**Given problem A:** From the listing further down, copy out again the part that opens with the line containing "Would you be able to point to the lifting" and closes with the line containing "column 357, row 46", keeping both of those lines.
----
From 3a0429292daa0e1ec848bd26479f5e48b0d54a42 Mon Sep 17 00:00:00 2001
From: Florian Westphal <fw@strlen.de>
Date: Mon, 23 Nov 2009 10:43:57 +0100
Subject: netfilter: xtables: fix conntrack match v1 ipt-save output

commit d6d3f08b0fd998b647a05540cedd11a067b72867
(netfilter: xtables: conntrack match revision 2) does break the
v1 conntrack match iptables-save output in a subtle way.

Problem is as follows:

    up = kmalloc(sizeof(*up), GFP_KERNEL);
[..]
   /*
    * The strategy here is to minimize the overhead of v1 matching,
    * by prebuilding a v2 struct and putting the pointer into the
    * v1 dataspace.
    */
    memcpy(up, info, offsetof(typeof(*info), state_mask));
[..]
    *(void **)info  = up;

As the v2 struct pointer is saved in the match data space,
it clobbers the first structure member (->origsrc_addr).

Because the _v1 match function grabs this pointer and does not actually
look at the v1 origsrc, run time functionality does not break.
----
**Given problem B:** For each statement below, answer yes or no according to the netfilter patch, and quote the words from the patch that decide it. (i) The v2 struct pointer overwrites the first structure member, ->origsrc_addr. (ii) The problem breaks run time functionality of the v1 match. (iii) Memory for the v2 struct is allocated with GFP_ATOMIC.
----
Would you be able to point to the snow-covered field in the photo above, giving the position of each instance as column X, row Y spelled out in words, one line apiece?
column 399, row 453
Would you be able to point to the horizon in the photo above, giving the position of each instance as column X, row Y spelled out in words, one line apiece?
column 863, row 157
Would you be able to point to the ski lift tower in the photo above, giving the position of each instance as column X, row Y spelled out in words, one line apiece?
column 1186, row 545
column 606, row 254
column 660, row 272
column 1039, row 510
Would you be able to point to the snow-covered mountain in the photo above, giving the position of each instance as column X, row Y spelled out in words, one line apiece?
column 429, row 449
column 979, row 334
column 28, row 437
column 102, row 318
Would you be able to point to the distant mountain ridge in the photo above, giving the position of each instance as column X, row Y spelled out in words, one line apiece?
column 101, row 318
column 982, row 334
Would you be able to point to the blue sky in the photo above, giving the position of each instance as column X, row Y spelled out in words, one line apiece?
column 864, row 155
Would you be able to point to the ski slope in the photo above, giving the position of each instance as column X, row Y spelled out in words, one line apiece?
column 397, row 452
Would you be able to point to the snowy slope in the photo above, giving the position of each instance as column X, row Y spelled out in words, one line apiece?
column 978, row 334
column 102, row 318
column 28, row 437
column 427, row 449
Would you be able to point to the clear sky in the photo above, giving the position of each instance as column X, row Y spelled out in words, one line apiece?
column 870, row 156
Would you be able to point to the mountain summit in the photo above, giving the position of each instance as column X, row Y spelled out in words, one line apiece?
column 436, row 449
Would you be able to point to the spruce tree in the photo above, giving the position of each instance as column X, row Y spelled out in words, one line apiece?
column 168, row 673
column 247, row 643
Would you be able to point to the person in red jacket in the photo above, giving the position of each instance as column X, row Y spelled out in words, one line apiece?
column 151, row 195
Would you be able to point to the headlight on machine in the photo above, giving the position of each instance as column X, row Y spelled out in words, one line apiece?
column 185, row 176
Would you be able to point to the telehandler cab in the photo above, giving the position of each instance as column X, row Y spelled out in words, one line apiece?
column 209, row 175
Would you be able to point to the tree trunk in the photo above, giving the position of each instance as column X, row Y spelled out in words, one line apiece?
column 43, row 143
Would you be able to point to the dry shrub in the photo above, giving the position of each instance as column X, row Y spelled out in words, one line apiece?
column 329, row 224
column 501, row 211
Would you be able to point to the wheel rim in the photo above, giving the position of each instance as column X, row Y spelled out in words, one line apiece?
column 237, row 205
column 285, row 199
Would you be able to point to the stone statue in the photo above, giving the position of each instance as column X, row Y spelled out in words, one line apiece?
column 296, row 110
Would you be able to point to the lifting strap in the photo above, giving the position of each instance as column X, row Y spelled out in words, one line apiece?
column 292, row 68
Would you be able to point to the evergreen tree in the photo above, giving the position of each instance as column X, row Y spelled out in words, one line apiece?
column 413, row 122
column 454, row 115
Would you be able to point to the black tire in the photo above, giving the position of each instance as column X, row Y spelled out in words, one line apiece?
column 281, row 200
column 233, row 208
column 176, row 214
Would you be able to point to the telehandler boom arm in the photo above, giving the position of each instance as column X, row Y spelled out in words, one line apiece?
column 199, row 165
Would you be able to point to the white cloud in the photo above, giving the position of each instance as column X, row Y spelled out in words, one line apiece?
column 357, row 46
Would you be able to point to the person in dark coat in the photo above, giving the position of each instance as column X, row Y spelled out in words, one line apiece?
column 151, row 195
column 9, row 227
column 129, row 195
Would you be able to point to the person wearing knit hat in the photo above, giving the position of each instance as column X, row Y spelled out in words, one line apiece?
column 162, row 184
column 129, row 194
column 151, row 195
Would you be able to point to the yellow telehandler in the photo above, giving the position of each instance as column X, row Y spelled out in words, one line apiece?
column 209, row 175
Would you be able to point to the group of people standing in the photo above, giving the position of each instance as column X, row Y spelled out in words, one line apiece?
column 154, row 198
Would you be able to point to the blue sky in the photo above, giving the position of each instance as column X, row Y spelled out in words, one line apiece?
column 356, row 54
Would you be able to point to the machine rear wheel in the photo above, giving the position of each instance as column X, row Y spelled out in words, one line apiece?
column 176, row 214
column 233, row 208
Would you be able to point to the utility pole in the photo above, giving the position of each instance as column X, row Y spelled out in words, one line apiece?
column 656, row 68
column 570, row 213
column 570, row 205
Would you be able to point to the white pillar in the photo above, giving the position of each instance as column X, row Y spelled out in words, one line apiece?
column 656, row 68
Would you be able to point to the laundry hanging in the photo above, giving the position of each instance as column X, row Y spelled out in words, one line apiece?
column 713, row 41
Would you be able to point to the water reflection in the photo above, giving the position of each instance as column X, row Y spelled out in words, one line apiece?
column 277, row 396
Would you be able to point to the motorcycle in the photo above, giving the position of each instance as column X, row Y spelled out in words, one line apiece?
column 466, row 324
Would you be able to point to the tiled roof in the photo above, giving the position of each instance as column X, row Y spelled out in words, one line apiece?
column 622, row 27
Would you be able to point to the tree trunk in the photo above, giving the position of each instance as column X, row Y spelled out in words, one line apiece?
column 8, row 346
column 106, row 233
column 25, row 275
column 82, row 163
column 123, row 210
----
**Final result A:**
Would you be able to point to the lifting strap in the photo above, giving the position of each instance as column X, row Y spelled out in words, one line apiece?
column 292, row 68
Would you be able to point to the evergreen tree in the photo above, giving the position of each instance as column X, row Y spelled out in words, one line apiece?
column 413, row 122
column 454, row 115
Would you be able to point to the black tire in the photo above, giving the position of each instance as column X, row Y spelled out in words, one line apiece?
column 281, row 200
column 233, row 208
column 176, row 214
Would you be able to point to the telehandler boom arm in the photo above, giving the position of each instance as column X, row Y spelled out in words, one line apiece?
column 199, row 165
Would you be able to point to the white cloud in the photo above, giving the position of each instance as column X, row Y spelled out in words, one line apiece?
column 357, row 46

**Final result B:**
(i) Yes: "it clobbers the first structure member (->origsrc_addr)."
(ii) No: "run time functionality does not break."
(iii) No: "up = kmalloc(sizeof(*up), GFP_KERNEL);"